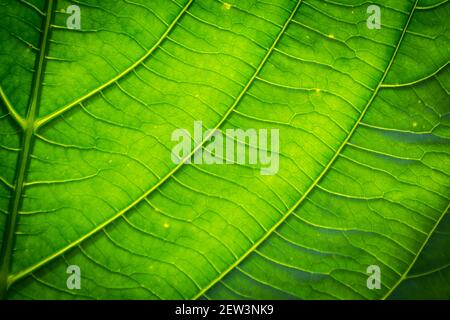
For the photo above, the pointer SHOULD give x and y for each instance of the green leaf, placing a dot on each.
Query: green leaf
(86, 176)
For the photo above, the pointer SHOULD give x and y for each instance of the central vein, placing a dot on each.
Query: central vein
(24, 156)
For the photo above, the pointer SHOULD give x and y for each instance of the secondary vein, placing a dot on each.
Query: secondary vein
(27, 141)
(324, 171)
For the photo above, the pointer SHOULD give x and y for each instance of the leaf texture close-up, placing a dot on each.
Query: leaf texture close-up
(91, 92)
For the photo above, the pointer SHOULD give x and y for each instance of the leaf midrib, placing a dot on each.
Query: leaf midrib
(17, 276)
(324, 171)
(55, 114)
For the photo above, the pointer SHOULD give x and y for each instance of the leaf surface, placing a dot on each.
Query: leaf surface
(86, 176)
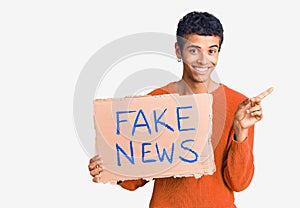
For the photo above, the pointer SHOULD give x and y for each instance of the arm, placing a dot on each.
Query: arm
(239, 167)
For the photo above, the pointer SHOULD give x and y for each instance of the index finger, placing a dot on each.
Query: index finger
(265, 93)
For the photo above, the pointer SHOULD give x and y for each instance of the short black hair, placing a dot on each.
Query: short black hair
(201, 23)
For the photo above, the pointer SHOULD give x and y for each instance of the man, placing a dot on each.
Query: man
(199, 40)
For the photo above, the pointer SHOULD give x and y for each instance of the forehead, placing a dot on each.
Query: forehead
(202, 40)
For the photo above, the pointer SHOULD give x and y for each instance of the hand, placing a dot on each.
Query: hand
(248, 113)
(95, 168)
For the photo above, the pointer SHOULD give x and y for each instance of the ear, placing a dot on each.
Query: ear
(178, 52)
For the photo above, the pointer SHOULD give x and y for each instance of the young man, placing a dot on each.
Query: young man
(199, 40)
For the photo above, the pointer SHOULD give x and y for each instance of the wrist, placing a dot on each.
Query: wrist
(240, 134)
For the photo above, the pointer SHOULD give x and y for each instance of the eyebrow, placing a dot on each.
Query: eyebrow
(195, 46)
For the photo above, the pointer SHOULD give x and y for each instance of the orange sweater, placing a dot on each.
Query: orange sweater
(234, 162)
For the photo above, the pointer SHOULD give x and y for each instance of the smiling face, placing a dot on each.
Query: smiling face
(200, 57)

********************

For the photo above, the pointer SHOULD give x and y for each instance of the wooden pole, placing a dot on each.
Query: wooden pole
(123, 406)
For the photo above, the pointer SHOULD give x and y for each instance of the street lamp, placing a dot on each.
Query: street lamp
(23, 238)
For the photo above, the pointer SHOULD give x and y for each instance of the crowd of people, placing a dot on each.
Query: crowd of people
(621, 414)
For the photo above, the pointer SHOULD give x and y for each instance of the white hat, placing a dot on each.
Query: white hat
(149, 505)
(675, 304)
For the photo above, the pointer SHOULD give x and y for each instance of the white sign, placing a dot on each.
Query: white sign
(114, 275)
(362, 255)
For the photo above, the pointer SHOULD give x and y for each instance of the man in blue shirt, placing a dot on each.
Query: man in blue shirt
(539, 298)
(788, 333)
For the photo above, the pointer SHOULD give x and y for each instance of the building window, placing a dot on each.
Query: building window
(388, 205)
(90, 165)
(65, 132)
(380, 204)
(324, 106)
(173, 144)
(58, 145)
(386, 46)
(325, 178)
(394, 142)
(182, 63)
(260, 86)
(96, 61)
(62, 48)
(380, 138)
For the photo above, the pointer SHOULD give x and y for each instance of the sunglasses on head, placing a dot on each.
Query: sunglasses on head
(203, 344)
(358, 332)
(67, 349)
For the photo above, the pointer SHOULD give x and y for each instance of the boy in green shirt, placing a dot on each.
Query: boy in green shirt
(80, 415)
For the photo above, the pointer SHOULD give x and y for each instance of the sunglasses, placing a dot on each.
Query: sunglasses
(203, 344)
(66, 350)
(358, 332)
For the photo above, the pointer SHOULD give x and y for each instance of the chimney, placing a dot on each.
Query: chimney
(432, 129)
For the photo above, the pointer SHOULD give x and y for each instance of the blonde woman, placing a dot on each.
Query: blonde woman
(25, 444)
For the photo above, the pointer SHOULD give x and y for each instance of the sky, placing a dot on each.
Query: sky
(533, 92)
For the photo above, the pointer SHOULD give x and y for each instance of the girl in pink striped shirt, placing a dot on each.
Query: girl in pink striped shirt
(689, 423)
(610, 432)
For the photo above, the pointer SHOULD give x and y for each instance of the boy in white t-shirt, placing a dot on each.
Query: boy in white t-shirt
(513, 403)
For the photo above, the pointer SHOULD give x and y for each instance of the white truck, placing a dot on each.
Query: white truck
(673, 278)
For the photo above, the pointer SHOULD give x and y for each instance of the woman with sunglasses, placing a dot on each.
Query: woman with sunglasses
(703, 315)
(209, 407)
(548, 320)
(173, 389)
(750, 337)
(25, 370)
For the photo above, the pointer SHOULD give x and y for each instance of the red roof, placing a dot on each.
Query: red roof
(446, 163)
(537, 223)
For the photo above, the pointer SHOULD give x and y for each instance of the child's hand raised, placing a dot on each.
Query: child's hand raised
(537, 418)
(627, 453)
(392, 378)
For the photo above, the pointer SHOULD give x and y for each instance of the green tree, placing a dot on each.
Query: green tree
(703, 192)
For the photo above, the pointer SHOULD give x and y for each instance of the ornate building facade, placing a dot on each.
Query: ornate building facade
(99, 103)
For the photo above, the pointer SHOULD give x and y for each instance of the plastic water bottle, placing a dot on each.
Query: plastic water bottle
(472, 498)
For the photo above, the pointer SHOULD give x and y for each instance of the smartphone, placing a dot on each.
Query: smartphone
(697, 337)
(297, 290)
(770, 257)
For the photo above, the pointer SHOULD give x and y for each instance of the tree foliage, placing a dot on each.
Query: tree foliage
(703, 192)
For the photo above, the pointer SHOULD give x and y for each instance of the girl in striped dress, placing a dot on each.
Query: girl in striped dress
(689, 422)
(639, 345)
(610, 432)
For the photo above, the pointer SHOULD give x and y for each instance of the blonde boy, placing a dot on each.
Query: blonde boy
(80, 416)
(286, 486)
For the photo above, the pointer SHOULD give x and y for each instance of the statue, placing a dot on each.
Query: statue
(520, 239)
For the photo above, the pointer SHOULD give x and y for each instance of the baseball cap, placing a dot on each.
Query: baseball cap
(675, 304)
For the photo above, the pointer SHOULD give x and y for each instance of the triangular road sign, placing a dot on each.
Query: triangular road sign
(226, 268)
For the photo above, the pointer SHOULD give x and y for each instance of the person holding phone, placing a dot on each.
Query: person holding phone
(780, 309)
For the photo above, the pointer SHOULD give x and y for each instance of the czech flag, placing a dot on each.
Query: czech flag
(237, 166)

********************

■ ABOUT THIS EXERCISE
All lines in the data above from the one with "Query: wooden pole" through the one with "striped shirt, placing a dot on each." must be repeated exactly, and no others.

■ SOLUTION
Query: wooden pole
(123, 406)
For the photo above, the pointer SHOULD give x and y for each instance of the street lamp, placing a dot on each.
Query: street lamp
(23, 238)
For the photo above, the pointer SHOULD give x and y for each instance of the crowd of people, placing a dot on each.
Query: crowd of people
(621, 414)
For the photo above, the pointer SHOULD give x and y for each instance of the white hat, placing a dot on each.
Query: white hat
(149, 505)
(675, 304)
For the photo above, the pointer SHOULD give x and y for each instance of the white sign, placing a dot on each.
Query: white sign
(114, 275)
(362, 255)
For the photo above, the pointer SHOULD give x and y for each instance of the man in blue shirt, placing a dot on each.
Query: man in blue shirt
(539, 298)
(788, 333)
For the photo above, the pointer SHOULD give x and y for each instance of the building window, placing a dot on each.
Query: building window
(388, 205)
(90, 165)
(65, 132)
(380, 204)
(324, 106)
(173, 144)
(58, 145)
(386, 46)
(325, 178)
(394, 142)
(182, 63)
(260, 86)
(96, 61)
(62, 48)
(380, 138)
For the photo above, the pointer SHOULD give x and y for each instance of the sunglasses on head, placing a dot on each.
Query: sunglasses on head
(203, 344)
(358, 332)
(67, 349)
For the photo above, the pointer SHOULD give x and y for each instance of the boy in green shirt, placing a dot on each.
Query: boy in green shirt
(80, 415)
For the photo above, the pointer SHOULD give x and y for each instance of the sunglasses, placing a dot on each.
Query: sunglasses
(203, 344)
(66, 350)
(358, 332)
For the photo above, the pointer SHOULD give x and y for each instance of the chimney, placing a dot on each.
Query: chimney
(432, 129)
For the photo above, the pointer SHOULD give x and y for each instance of the blonde woman, placing a dot on each.
Query: blonde woman
(25, 444)
For the photo above, the pointer SHOULD give x and y for each instance of the sky, placing a dot on each.
Query: sky
(533, 92)
For the photo above, the pointer SHOULD give x and y for each instance of the girl in pink striped shirt, placing a dot on each.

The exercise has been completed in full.